## The request
The text below about a trip to El Salvador quotes a journal passage on Equipo Maiz. List every workshop topic that passage says the group offers.

## Reading text
-----

Day by Day in El Salvador - A Discussion

Day Two in El Salvador

Day Two in El salvador looks like this:

AM: Workshop with Equipo Maíz on socio-political history of El Salvador
PM: “Contrasts Tour” of San Salvador to witness the geographical distribution of social
inequity and exclusion among some of San Salvador’s neighbourhoods

We are starting our discussion with Day Two because we will only get into San Salvador around 8:30 PM - too late to do anything but get settled and sleep - the travel days are long!

We start Day Two by visiting with Equipo Maiz.  This is the best way to start.  On past trips we have had a terrific introduction to the history of El Salvador from this group.

They have a very interesting way of teaching using popular education techniques.  Equipo Maiz has conducted workshops throughout Latin America and the United States.  They use great illustrations like the one above to build a picture of how the current struggles in this country have evolved over time.

This is really important - how can people expect to understand the current dynamic in this country unless they have some understanding of its history?

Here is an excerpt from one of my journals detailing my first visit with Equipo Maiz in 2005:

We went to a lot of meetings in the first two days in El Salvador. On our second full day 
we met with Equipo Maiz, the Corn Team, who gave us an alternative history of El 
Salvador. History is so important if we want to get a true measure of the character of a 
country. This is the specialty of Equipo Maiz. They have worked since 1983 with small 
communities to develop a greater understanding of the people’s situation. Through 
workshops on gender issues, civil participation, privatization and leadership, they hope to 
equip people with the knowledge to better understand their current situation. They also 
specialize in telling the story of El Salvador’s past.

A key point in the story. In 1932, the government exterminated over 30,000 indigenous 
people after a failed revolt. This has resulted in the total denial of the native heritage of 
the Salvadorans. Unlike Mexico and Guatemala, there is no talk of an indigenous culture 
in El Salvador. There are really only two indigenous communities now in El Salvador. 
You can see the native heritage in the faces of the people, but the culture is kept in check. 
People fear a return to the 1930’s. They have good reason for their fears. Other 
countries like Haiti and Guatemala have suffered from similar disasters. 

Our history lesson included the FMLN, still a strong presence in the country. The 
FMLN, named after Farabundo Marti, the leader of the indigenous insurrection of the 
1930’s is a coalition of leftwing groups that formed in 1980 to present an armed front to 
the military government of the country. Most of the areas we visited are controlled by 
the FMLN, now a legitimate political party. Many of the people we worked with, 
including Miguel and Damian are ex-FMLN fighters. 

The afternoon activity is new to me - I will ask Rene our trip coordinator for information about this and add this to our blog.

What questions do you have for Equipo Maiz?

-----

## Data entries
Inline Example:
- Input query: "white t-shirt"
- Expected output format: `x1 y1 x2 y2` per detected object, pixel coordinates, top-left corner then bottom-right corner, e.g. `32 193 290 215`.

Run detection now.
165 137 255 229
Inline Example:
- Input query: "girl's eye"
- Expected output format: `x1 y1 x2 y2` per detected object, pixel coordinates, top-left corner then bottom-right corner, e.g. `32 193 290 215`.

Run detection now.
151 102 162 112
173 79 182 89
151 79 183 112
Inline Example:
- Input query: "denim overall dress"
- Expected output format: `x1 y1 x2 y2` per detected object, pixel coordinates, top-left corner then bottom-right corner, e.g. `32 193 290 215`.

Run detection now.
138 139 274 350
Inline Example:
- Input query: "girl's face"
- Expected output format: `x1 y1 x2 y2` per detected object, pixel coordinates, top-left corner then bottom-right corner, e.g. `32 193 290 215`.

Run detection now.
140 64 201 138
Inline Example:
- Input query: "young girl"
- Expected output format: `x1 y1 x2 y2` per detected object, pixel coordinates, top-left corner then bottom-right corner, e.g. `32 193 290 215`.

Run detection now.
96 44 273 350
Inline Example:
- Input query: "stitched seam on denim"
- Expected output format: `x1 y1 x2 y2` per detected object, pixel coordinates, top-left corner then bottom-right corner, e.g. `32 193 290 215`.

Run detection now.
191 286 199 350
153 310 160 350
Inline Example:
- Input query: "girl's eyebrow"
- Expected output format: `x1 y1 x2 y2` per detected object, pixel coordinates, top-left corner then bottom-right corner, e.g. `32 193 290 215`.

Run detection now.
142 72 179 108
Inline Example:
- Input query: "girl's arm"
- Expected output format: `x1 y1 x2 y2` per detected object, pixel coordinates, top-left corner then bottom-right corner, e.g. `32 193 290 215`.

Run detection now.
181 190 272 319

-----

## Response to the task
- Gender issues
- Civil participation
- Privatization
- Leadership